╭──

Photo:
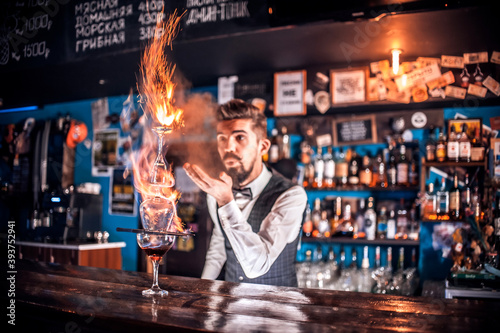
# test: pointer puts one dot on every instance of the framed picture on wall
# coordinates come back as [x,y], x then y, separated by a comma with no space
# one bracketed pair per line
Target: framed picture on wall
[289,90]
[349,85]
[473,127]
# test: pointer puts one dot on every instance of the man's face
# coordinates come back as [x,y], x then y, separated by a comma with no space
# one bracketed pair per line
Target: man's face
[240,150]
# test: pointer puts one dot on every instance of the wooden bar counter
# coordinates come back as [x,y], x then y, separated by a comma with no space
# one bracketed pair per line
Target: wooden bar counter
[67,298]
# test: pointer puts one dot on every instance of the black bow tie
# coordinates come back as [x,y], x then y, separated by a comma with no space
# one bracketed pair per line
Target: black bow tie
[246,192]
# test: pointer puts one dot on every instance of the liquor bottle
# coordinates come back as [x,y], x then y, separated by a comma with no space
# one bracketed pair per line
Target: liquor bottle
[455,200]
[307,227]
[430,146]
[305,152]
[329,173]
[391,225]
[316,216]
[441,147]
[370,220]
[365,280]
[453,151]
[342,266]
[354,166]
[476,204]
[392,170]
[382,223]
[413,258]
[377,258]
[285,151]
[467,196]
[308,175]
[354,259]
[337,215]
[429,204]
[274,150]
[442,200]
[341,169]
[414,232]
[413,173]
[497,232]
[477,148]
[366,173]
[402,221]
[319,168]
[345,227]
[388,265]
[401,259]
[359,220]
[324,225]
[381,172]
[464,145]
[331,266]
[403,168]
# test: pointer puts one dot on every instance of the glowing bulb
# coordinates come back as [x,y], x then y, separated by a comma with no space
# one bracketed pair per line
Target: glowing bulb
[395,60]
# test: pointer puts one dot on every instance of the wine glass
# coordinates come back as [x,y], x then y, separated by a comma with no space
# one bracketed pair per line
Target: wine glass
[161,174]
[157,214]
[155,246]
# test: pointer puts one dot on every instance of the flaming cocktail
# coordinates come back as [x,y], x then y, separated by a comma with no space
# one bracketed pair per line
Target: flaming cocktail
[153,176]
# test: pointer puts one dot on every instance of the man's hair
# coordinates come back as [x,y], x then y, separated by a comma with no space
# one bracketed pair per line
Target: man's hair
[239,109]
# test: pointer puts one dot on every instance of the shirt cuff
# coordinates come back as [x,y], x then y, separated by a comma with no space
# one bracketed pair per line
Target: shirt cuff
[229,214]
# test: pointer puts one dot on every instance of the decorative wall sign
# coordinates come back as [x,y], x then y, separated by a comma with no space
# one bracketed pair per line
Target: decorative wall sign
[355,130]
[349,85]
[289,90]
[474,127]
[122,197]
[104,152]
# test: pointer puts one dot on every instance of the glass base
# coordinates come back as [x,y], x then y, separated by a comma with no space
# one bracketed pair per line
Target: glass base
[155,292]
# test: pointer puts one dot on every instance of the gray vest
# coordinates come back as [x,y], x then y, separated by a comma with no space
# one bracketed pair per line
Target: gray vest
[282,272]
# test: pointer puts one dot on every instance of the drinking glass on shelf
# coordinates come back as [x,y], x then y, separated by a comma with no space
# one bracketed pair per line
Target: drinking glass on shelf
[155,246]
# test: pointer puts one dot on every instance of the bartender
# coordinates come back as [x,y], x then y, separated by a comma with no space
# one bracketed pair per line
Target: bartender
[257,213]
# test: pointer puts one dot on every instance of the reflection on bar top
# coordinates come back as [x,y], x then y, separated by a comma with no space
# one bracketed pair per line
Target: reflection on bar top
[75,246]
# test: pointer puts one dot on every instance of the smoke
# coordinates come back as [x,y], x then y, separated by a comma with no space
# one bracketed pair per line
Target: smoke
[195,143]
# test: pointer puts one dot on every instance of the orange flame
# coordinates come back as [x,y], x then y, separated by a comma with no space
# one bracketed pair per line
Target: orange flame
[157,87]
[156,94]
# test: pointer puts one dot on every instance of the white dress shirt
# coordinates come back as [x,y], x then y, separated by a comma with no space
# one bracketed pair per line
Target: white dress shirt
[256,252]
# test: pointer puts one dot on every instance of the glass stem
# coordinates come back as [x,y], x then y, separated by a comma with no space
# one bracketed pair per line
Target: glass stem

╰──

• **Task details**
Each line of the entries above that includes the string "stem" should be copied out.

• **Final answer**
# test: pointer puts one dot on every instance of the glass stem
Target: glass stem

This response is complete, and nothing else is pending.